Every line from the top of the material through the line holding "Task: point-based localization. Input: the photo below" should be copied exactly, and only those lines.

═════ Data supplied ═════

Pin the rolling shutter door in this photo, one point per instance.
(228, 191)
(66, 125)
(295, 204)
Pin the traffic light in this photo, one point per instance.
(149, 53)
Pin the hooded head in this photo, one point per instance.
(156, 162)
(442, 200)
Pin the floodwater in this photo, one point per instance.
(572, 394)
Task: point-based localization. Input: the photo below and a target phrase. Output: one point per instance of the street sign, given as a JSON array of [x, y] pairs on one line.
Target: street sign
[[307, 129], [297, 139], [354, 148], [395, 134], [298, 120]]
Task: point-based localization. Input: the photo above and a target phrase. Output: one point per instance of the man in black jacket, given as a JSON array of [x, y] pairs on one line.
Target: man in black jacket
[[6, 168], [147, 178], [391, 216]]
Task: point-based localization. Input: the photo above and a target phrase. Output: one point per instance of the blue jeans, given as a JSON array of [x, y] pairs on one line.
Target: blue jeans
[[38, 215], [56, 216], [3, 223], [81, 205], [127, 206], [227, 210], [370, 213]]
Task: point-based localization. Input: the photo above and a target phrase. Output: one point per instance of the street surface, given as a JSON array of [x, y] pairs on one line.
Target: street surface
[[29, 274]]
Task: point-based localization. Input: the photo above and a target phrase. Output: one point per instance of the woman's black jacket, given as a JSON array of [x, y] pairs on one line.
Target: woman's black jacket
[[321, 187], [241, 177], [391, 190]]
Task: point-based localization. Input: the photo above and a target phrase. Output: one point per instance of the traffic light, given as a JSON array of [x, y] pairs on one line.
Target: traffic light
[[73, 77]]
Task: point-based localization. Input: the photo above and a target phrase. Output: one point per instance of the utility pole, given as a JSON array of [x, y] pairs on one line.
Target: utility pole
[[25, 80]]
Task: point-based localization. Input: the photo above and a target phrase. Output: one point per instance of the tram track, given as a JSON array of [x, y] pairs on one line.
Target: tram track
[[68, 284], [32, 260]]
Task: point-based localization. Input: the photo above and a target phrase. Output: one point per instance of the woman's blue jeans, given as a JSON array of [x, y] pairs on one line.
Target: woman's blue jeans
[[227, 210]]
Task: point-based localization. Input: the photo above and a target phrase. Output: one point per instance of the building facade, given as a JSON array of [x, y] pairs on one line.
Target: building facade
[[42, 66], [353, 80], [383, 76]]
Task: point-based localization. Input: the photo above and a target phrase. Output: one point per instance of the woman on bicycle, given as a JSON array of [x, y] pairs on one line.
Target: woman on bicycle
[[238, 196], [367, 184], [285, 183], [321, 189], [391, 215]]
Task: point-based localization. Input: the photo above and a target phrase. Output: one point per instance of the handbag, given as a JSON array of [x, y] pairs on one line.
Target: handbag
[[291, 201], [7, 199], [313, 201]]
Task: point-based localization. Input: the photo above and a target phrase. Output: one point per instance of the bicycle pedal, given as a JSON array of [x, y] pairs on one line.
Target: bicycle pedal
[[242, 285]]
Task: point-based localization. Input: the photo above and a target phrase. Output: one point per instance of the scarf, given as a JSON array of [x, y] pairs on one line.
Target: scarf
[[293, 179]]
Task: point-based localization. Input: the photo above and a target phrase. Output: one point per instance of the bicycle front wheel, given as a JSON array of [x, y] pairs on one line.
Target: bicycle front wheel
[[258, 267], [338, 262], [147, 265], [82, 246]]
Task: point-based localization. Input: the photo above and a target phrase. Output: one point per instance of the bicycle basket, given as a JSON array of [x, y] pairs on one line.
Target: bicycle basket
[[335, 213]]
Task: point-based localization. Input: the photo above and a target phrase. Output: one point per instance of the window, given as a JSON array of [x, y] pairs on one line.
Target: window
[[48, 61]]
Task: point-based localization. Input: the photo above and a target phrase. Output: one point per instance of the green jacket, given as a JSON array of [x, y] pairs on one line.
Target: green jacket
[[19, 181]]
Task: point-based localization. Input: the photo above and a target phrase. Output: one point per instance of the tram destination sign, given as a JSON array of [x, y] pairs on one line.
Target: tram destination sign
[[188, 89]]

═════

§ **Written response**:
Pin the rolling shutter door in this photo, one point per instance.
(228, 191)
(66, 125)
(295, 204)
Pin the traffic light in this photo, one point per instance.
(149, 53)
Pin the hooded head in this photo, one point per instance.
(156, 162)
(442, 200)
Pin the floodwater in this photo, one point per instance.
(572, 394)
Task: point-based localization. Input: the photo below and a target phrase. Output: one point per instance of the street sign, given as a JSON array of [x, y] pairs on one line.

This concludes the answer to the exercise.